Selected passage -
+++++

I wish your friend luck and a huge bolus of ROFR paperwork to flood their inboxes   Who hasn't 'lost' an email or two in their inbox??
It's too bad the HRC staff got their notices; but not unexpected when a larger company buys a smaller one :-(
I think there will be some RIFs later in Vistana ranks...


----------



## ConejoRed (Oct 11, 2018)

O.k. Found another Highlands unit on eBay and we will see if it goes through.  This one actually bit better overall in that it is an annual Platnimum unit with 2,000 points (200 fewer points, but it every year vs. just EOY).  The purchase price is about 1/2 of what the purchase price was on the previous EOYE diamond week that just failed, so not really expecting it to pass, but maybe I will get lucky (i.e. maybe they are just targeting diamond weeks etc.).  This is a week 20 unit, which fits very well with my busy work times so will most likely be using it more often than not if it does go through. 

The waiting begins again......


----------



## Sugarcubesea (Oct 11, 2018)

ConejoRed said:


> O.k. Found another Highlands unit on eBay and we will see if it goes through.  This one actually bit better overall in that it is an annual Platnimum unit with 2,000 points (200 fewer points, but it every year vs. just EOY).  The purchase price is about 1/2 of what the purchase price was on the previous EOYE diamond week that just failed, so not really expecting it to pass, but maybe I will get lucky (i.e. maybe they are just targeting diamond weeks etc.).  This is a week 20 unit, which fits very well with my busy work times so will most likely be using it more often than not if it does go through.
> 
> The waiting begins again......



I really hope it passes.  It seems like you never know what they are going to scoop up


----------



## Sugarcubesea (Oct 13, 2018)

Sugarcubesea said:


> My friend put in an offer of $5,900 for the week 10 at Beach House and she told me just now that they are going to submit the paperwork in the morning...I think she is very nervous that it will not go through...



My girlfriend received the estoppel and has signed the contract and sent her certified funds via pre-paid fed ex that her realtor supplied. She knows she has to wait 30 days to hear if she was ROFR’d.  

Based on what I’ve read here I think Hyatt will exercise their right to buy it. I don’t want to bust her bubble so I will keep my feelings to myself. 

I just wanted to say thank you to everyone that supplied info so that I could help her. 

I will let everyone know the outcome once she knows.  Thanks again and this is why I love TUG, you guys are the best


----------



## breezez (Oct 13, 2018)

+++++

Exercise set -
• 1. Rewrite the paragraph of the forum thread that begins "My girlfriend received the estoppel" in a shorter form that keeps its main facts.
• 2. Extract every line in the rows below that contains the word "blue".

+++++

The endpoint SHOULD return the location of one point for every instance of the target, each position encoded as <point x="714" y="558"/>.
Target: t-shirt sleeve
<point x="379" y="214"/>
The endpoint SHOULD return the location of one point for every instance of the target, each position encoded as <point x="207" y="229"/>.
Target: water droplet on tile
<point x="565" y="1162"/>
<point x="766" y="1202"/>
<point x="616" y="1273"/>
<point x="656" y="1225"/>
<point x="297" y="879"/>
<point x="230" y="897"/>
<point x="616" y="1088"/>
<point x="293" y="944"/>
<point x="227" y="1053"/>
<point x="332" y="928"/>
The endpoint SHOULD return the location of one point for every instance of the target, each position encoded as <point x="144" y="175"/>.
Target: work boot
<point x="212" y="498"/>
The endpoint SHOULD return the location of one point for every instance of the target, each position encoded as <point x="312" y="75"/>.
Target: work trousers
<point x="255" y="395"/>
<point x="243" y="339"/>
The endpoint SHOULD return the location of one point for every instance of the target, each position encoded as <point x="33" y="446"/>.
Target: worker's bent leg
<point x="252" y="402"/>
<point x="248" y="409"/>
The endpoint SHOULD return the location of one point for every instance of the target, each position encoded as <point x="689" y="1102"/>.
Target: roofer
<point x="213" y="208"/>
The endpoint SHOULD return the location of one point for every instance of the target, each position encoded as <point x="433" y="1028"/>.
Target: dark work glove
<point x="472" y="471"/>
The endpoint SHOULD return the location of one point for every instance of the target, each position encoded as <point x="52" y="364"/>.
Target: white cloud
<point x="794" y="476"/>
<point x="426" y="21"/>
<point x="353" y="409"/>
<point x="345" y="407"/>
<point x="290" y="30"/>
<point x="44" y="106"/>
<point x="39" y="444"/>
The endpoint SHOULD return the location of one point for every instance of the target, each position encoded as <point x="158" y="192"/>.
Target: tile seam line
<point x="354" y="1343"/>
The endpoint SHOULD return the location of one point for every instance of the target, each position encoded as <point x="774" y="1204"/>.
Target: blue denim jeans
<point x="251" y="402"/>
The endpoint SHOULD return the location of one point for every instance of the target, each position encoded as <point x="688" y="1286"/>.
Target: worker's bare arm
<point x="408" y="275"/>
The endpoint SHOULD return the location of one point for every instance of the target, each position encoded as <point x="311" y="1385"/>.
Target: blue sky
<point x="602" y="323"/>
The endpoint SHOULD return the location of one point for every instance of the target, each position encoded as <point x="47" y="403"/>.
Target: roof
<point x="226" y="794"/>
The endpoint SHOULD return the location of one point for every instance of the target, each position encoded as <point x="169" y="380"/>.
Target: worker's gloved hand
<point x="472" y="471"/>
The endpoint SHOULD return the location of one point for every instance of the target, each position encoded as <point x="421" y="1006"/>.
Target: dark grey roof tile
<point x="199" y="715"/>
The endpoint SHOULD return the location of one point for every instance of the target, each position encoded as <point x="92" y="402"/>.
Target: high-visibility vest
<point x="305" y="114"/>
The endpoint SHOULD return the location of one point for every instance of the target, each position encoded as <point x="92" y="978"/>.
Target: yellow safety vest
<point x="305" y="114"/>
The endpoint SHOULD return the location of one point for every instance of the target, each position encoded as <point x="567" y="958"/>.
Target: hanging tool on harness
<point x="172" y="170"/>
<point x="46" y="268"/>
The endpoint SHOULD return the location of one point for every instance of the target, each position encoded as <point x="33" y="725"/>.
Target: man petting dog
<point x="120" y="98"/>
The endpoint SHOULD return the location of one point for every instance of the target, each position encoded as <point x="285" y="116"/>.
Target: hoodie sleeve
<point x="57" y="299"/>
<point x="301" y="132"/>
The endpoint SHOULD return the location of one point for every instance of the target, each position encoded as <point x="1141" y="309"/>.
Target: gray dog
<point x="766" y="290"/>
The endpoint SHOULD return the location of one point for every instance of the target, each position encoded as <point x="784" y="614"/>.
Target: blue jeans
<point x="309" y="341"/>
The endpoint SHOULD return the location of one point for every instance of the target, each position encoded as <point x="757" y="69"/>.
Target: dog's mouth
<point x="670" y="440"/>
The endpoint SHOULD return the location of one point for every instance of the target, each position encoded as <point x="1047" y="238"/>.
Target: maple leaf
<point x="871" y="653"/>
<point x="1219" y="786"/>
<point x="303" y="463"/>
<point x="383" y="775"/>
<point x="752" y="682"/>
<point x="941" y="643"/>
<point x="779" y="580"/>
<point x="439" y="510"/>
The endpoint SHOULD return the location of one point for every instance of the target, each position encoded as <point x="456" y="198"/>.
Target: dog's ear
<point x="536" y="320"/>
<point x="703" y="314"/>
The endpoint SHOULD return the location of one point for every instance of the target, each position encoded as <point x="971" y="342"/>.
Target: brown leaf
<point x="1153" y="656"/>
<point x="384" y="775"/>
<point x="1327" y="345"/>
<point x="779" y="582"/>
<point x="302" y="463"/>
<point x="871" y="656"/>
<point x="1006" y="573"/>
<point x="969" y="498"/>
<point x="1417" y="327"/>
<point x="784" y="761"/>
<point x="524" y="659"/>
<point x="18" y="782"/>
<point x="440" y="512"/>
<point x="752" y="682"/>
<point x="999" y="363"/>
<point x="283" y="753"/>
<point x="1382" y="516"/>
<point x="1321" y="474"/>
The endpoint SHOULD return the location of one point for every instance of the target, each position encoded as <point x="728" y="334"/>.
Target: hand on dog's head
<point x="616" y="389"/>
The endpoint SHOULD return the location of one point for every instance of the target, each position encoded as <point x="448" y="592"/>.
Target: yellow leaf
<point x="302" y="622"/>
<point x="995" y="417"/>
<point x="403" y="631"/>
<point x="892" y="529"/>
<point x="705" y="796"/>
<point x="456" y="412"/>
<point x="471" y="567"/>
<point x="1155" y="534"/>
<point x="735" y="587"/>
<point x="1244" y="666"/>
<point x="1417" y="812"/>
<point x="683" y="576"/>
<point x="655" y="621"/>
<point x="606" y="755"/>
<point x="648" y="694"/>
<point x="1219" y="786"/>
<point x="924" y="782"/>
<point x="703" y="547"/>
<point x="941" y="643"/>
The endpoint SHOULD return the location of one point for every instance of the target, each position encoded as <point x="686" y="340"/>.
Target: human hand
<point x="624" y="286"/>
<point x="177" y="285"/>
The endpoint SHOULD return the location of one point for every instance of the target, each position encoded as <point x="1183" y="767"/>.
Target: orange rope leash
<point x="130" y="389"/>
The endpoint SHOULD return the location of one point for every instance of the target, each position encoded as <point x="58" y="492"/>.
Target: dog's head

+++++

Answers given -
• 1. My girlfriend got the estoppel, signed the contract, and sent certified funds by a prepaid FedEx label from her realtor. She must wait 30 days to learn whether she was ROFR'd.

• 2.
Target: blue denim jeans
Target: blue sky
Target: blue jeans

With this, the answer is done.